*REQUIRED ACTION 1*.
In the essay on police and race, who was the writer's very first arrest?
*REQUIRED ACTION 2*.
Rewrite the paragraph of the essay on police and race that begins "My very first arrest was" as a shorter version that keeps its main facts.
*REQUIRED ACTION 3*.
Reproduce word for word the stretch of the essay on police and race from "I have more" through "sacrificing one’s scruples.".

*** Opening EXERCISE TEXT ***

Despite the statistics that show that police are not systematically killing black men. The myth persists. I was a cop for thirty years. Are cops biased? Most definitely. They don’t like shitheads. Race doesn’t enter into the equation.
Actually that is to broad. Cops and shitheads can and do get along. Let me explain.
Shitheads are felons, wife beaters, dopers and predators. They make life miserable for everybody that they come in contact with. When shitheads aren’t actively engaged in their chosen criminal activity, both sides, cops and crooks can interact peacefully.
In fact, some shitheads are of higher moral character than police chiefs, assorted politicians and so called upstanding members of society. For example:
On the left is Snoop Dogg a former gang banger with multiple arrests. He is unrepentant doper. He is also a multi-millionaire rapper. On the right is Michael Shaw the police Chief of Webster, Massachusetts.
I have more respect for Snoop Dogg, than Shaw. Snoop Dog makes no bones about who he is. Shaw is an opportunist whose only value seems to be expediency. In the photo, Shaw has adopted the meme of a group, BLM. BLM calls for the destruction of almost everything Shaw has sworn to protect. If, in this context, scum bag rolls off my tongue, it isn’t directed at Snoop Dogg.
It is possible to express outrage and disapproval of the actions of the Minneapolis officers involved in Floyd’s death without sacrificing one’s scruples.
My very first arrest was a guy named Rudy. When dispatch announced that there was a municipal warrant for his arrest, the radio traffic went wild. I had cops coming from all over the city to back me up. Rudy was a bad ass.
Their reaction put Rudy’s statement to me into context. He had just said, “I don’t fuck with cops.” He didn’t. I took him to jail, collected his fine and gave him a ride back to his car. I dealt with Rudy multiple times over the years and he was as good as his word. He didn’t fuck with cops.

*** Closing EXERCISE TEXT ***
*** Opening PROVIDED DATA ***

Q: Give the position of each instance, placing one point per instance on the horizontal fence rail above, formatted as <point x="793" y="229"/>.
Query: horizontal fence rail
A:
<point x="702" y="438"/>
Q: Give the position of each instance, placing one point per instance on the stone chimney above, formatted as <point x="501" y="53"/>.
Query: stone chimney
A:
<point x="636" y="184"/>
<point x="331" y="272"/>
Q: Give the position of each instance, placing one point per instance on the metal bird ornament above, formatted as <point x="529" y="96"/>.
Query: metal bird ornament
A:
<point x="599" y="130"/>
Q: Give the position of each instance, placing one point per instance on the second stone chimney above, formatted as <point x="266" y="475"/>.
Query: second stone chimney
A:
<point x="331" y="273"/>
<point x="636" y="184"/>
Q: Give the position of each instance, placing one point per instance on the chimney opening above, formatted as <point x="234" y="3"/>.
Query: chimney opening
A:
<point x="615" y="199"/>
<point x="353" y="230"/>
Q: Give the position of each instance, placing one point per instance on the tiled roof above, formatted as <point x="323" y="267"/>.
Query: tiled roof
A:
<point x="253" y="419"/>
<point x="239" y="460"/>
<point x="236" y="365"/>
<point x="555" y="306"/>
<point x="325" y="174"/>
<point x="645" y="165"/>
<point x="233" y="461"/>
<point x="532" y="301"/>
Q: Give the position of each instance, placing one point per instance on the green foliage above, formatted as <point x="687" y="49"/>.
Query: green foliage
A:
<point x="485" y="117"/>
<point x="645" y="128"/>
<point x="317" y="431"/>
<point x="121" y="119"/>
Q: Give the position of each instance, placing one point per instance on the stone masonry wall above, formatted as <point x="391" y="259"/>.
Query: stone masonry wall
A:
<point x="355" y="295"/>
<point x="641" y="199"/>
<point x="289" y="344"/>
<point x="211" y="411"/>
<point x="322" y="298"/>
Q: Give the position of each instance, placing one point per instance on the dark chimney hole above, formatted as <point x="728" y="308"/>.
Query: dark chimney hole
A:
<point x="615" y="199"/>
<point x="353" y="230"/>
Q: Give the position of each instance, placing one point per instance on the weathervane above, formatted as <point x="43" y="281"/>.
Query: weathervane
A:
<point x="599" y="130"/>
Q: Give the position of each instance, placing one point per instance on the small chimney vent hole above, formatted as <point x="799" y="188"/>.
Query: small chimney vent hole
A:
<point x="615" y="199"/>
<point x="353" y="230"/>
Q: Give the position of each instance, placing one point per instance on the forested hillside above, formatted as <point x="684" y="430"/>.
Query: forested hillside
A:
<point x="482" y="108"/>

*** Closing PROVIDED DATA ***

*OUTPUT 1*.
A guy named Rudy.

*OUTPUT 2*.
The writer's first arrest was Rudy. When dispatch announced a municipal warrant for him, the radio traffic went wild, and cops came from all over the city as backup because Rudy was a bad ass.

*OUTPUT 3*.
I have more respect for Snoop Dogg, than Shaw. Snoop Dog makes no bones about who he is. Shaw is an opportunist whose only value seems to be expediency. In the photo, Shaw has adopted the meme of a group, BLM. BLM calls for the destruction of almost everything Shaw has sworn to protect. If, in this context, scum bag rolls off my tongue, it isn’t directed at Snoop Dogg.
It is possible to express outrage and disapproval of the actions of the Minneapolis officers involved in Floyd’s death without sacrificing one’s scruples.